- **Exercise objective**
Rewrite the stretch of the SaSaSa2VA text from "At inference, SaSaSa2VA" through "the text prompt.", with "complementary" replaced by "distinct".

*** Opening Text block ***

Segmentation Augmentation

To overcome the limitations of sparse sampling and under-expressive prompting, SaSaSa2VA introduces two key strategies:

1. Key Frame Compression (KFC): The video is divided into $N$ non-overlapping clips, each containing $c = g^2 + 1$ frames. For each clip, the first frame is retained as the key frame, while the remaining $g^2$ frames are tiled into a $g \times g$ grid, resized, and compressed into a single image. This reduces the input to $2N$ images per video, balancing efficiency and global context retention.
2. Scaling [SEG] Tokens:

Instead of a single [SEG] token, one [SEG] token is assigned per clip, allowing the MLLM to output $N$ [SEG] tokens per video. Each token's hidden state is used by SAM2 to decode masks for its corresponding clip, enhancing temporal expressiveness and robustness to object variations.

Figure 1: Overview of Segmentation Augmentation in SaSaSa2VA, illustrating the Key Frame Compression and Scaling [SEG] tokens strategies.

Test-time Augmentation and Selective Averaging

At inference, SaSaSa2VA employs five complementary frame sampling strategies to accommodate videos of varying lengths and characteristics:

• Uniform: Evenly divides the video and samples frames uniformly.
• Uniform+: Averages masks for frames with multiple [SEG] tokens.
• Q-frame: Selects frames most relevant to the text prompt.
• Wrap-around: Cyclically samples frames when the video is shorter than the target length.
• Wrap-around+: Combines wrap-around and uniform strategies based on video length.

To further enhance robustness, the Selective Averaging ensemble fuses predictions from different models and sampling strategies by weighted averaging of masks, setting pixel values based on a threshold.

Experimental Results

SaSaSa2VA was evaluated on the 7th LSVOS Challenge (RVOS track), achieving a $J_{\text{content}}F$ score of 67.45, outperforming the second-place solution by 2.80 points. The ablation studies demonstrate:

• Segmentation Augmentation yields over 10 $J_{\text{content}}F$ points improvement compared to the Sa2VA baseline.
• Selective Averaging provides an additional ~2 point gain, confirming the benefit of ensembling across models and sampling strategies.

These results establish the effectiveness of the proposed augmentation and ensembling techniques for grounded MLLMs in RVOS.

Implementation Considerations

• Model Scaling: The approach is compatible with both 14B and 26B parameter MLLMs, with larger models yielding higher performance.
• Frame Sampling: The KFC strategy reduces computational overhead while maintaining global context, making it suitable for long videos.
• Training Data: The method leverages both referring image and video segmentation datasets, including RefCOCO, RefCOCO+, RefCOCOg, MeViS, Ref-YTVOS, ReVOS, and Ref-SAV.
• Inference Efficiency: The use of multiple sampling strategies and Selective Averaging increases inference time and memory requirements, but the performance gains justify the additional cost in competitive settings.

*** Closing Text block ***
*** Opening Records ***

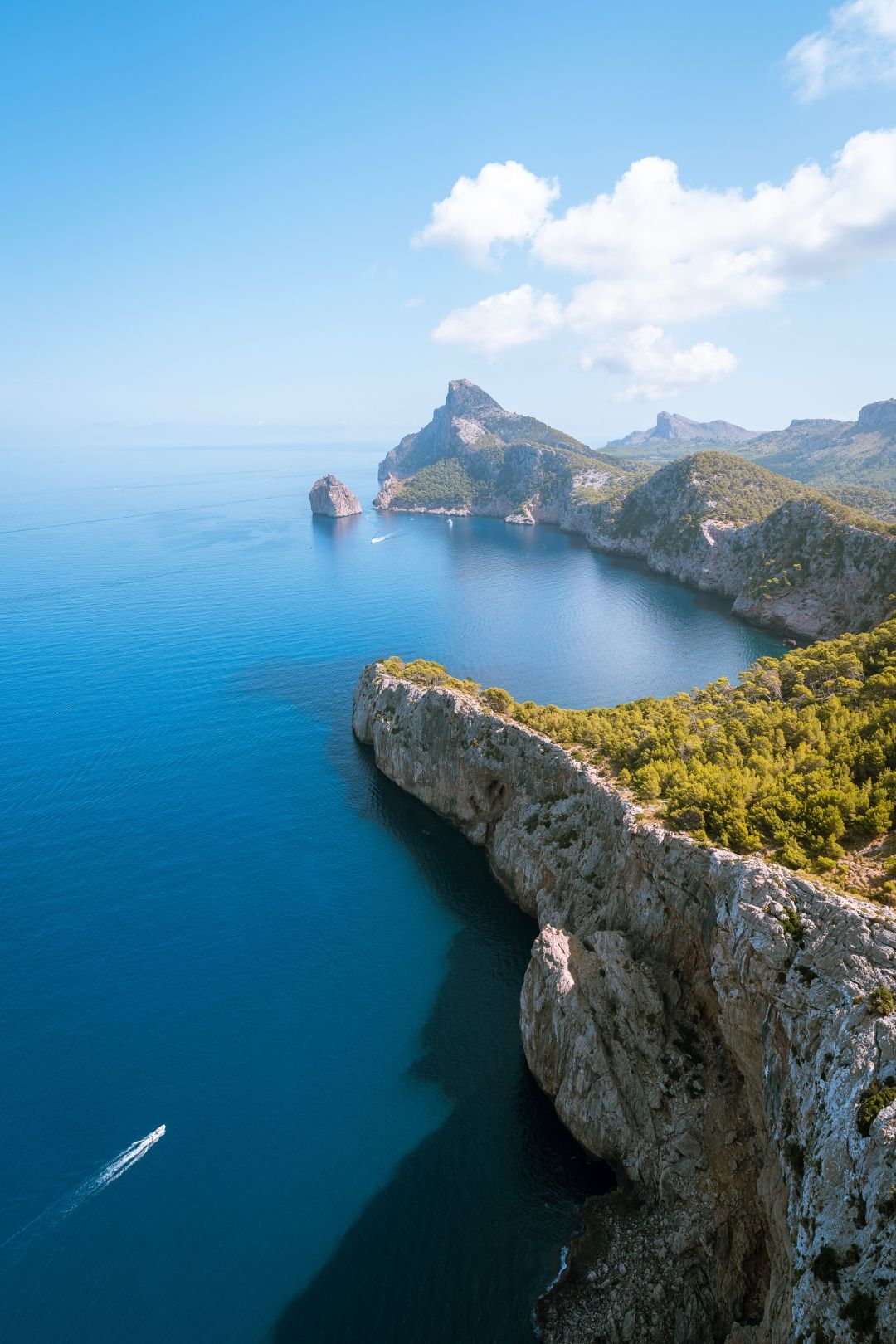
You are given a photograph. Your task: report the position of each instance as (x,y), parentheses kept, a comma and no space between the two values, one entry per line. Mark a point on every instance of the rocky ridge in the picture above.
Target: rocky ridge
(828,453)
(329,498)
(672,429)
(702,1020)
(786,557)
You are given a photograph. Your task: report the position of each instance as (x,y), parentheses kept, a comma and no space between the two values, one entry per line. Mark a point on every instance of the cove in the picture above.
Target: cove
(219,917)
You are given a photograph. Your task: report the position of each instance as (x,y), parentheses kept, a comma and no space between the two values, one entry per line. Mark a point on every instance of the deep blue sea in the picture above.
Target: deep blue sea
(215,914)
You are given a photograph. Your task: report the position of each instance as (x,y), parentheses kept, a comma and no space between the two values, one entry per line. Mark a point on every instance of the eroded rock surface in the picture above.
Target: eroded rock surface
(699,1019)
(332,499)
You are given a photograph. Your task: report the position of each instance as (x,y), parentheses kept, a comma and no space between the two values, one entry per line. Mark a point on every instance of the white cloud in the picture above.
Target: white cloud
(514,318)
(505,203)
(657,364)
(655,253)
(857,47)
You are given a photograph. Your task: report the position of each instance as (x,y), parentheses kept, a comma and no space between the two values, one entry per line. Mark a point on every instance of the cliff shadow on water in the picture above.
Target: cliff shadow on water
(468,1231)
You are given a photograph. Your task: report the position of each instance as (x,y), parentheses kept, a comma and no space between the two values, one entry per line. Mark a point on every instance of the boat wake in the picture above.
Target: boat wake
(69,1203)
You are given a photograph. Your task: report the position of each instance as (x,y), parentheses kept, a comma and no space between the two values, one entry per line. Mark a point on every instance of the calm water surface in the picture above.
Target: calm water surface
(215,916)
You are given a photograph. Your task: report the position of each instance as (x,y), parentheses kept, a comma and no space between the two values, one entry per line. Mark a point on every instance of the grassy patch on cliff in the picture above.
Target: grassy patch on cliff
(445,485)
(798,761)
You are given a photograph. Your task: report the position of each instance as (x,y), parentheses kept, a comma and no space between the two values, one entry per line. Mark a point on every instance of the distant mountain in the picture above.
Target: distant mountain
(470,418)
(828,453)
(476,457)
(674,431)
(833,453)
(786,555)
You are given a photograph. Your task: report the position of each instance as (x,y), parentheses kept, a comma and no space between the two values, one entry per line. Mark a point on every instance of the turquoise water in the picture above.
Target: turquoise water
(218,917)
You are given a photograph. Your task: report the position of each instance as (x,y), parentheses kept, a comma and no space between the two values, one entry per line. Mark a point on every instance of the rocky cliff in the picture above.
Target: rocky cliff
(331,498)
(786,555)
(826,453)
(713,1025)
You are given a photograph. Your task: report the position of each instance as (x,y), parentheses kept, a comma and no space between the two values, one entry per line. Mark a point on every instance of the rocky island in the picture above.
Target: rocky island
(331,498)
(787,555)
(718,1025)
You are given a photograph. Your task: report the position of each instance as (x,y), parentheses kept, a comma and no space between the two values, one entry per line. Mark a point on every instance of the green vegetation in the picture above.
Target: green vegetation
(445,485)
(796,762)
(872,1101)
(881,1001)
(861,1312)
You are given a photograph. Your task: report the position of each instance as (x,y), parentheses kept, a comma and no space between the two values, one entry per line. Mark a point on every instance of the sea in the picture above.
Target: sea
(217,916)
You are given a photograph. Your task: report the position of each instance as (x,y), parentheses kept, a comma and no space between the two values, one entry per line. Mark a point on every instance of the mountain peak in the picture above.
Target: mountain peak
(465,398)
(878,418)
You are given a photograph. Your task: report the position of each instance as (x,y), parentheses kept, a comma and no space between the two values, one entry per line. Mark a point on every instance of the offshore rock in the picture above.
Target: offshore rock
(332,499)
(699,1019)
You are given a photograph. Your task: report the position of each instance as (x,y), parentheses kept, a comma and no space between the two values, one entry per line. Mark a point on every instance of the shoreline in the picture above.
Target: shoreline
(770,621)
(666,1014)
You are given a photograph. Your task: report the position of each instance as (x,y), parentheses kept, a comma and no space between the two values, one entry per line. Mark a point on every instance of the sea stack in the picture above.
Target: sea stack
(331,498)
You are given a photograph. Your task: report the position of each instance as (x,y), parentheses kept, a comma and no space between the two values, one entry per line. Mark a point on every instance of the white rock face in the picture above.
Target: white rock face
(700,1020)
(331,498)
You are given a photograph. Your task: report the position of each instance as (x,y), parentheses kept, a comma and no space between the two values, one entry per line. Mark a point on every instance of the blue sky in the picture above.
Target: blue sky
(210,212)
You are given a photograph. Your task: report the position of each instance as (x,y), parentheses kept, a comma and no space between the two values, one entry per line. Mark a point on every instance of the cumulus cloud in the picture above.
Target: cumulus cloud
(657,364)
(857,47)
(514,318)
(505,203)
(653,253)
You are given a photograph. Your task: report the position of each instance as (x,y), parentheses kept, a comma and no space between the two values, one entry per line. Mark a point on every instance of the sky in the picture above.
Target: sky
(232,223)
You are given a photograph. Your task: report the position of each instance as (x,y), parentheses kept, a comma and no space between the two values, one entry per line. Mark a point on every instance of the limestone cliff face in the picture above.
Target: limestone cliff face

*** Closing Records ***

- **Your solution**
At inference, SaSaSa2VA employs five distinct frame sampling strategies to accommodate videos of varying lengths and characteristics:

• Uniform: Evenly divides the video and samples frames uniformly.
• Uniform+: Averages masks for frames with multiple [SEG] tokens.
• Q-frame: Selects frames most relevant to the text prompt.